ACTIVITY A —
List every activity that the business development intelligence system page names as part of the manual workflow the system automates.
ACTIVITY B —
Return the part of the business development intelligence system page between "Automated Lead Identification, Enrichment, and" and "configurable intelligence pipeline.", inclusive.

SUPPLIED PASSAGE —
Business Development Intelligence System

Automated Lead Identification, Enrichment, and Ranking for 3D In-Vitro Model Adoption

Project Overview

The Business Development Intelligence System is an end-to-end data pipeline and dashboard designed to help business development teams identify, enrich, and prioritize high-probability leads for 3D in-vitro models used in drug discovery and therapy design.

The system automates what is traditionally a manual and error-prone workflow involving PubMed reviews, conference scanning, and funding research, and replaces it with a repeatable, explainable, and configurable intelligence pipeline.

The final output is a ranked, searchable, and exportable dashboard showing decision-makers most likely to engage, based on scientific intent, organizational readiness, and budget signals.

Problem Statement

Business development in biotech faces three core challenges:

Low signal-to-noise: Thousands of scientists exist, but only a small subset are relevant, funded, and ready to engage.

EXTRACTED RECORDS —
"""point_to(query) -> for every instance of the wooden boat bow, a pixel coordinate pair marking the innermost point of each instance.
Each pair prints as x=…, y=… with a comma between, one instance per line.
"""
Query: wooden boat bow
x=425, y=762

ANSWER AREA A —
PubMed reviews
conference scanning
funding research

ANSWER AREA B —
Automated Lead Identification, Enrichment, and Ranking for 3D In-Vitro Model Adoption

Project Overview

The Business Development Intelligence System is an end-to-end data pipeline and dashboard designed to help business development teams identify, enrich, and prioritize high-probability leads for 3D in-vitro models used in drug discovery and therapy design.

The system automates what is traditionally a manual and error-prone workflow involving PubMed reviews, conference scanning, and funding research, and replaces it with a repeatable, explainable, and configurable intelligence pipeline.